Stated task:
Copy out the listing below with "object detector" changed to "region locator" everywhere and nothing else altered. Leave the pictures out.

Data:
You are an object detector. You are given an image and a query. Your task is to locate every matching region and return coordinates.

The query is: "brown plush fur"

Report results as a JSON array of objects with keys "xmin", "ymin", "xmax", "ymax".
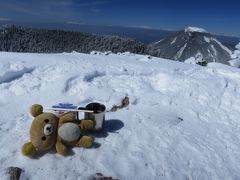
[{"xmin": 22, "ymin": 104, "xmax": 94, "ymax": 156}]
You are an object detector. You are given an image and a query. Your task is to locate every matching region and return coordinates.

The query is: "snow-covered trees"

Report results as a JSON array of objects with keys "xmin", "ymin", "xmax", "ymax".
[
  {"xmin": 229, "ymin": 43, "xmax": 240, "ymax": 68},
  {"xmin": 184, "ymin": 52, "xmax": 207, "ymax": 66},
  {"xmin": 0, "ymin": 26, "xmax": 146, "ymax": 54}
]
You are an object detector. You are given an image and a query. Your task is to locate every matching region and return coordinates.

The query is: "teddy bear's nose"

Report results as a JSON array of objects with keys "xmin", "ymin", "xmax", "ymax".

Exercise solution:
You are an region locator. You are given an image and a query. Your task is to locate every matching region and return coordinates.

The query is: "brown plush fur"

Report results as a JSON array of objects with keys "xmin", "ymin", "xmax", "ymax".
[{"xmin": 22, "ymin": 104, "xmax": 94, "ymax": 156}]
You are an region locator. You are given an image and a query. Your task is to locate every matching region and return coordinates.

The query is: "snow-covered trees"

Report results as a JSON array of objects with keys "xmin", "ymin", "xmax", "ymax".
[
  {"xmin": 229, "ymin": 43, "xmax": 240, "ymax": 68},
  {"xmin": 184, "ymin": 52, "xmax": 207, "ymax": 66},
  {"xmin": 0, "ymin": 26, "xmax": 146, "ymax": 54}
]
You are an region locator. You are given an image and a query. Your task is to locate every matching region and return coordinates.

The query is: "teddy bear's nose"

Report results as a JSON array of objects with keys "xmin", "ymin", "xmax", "ymax".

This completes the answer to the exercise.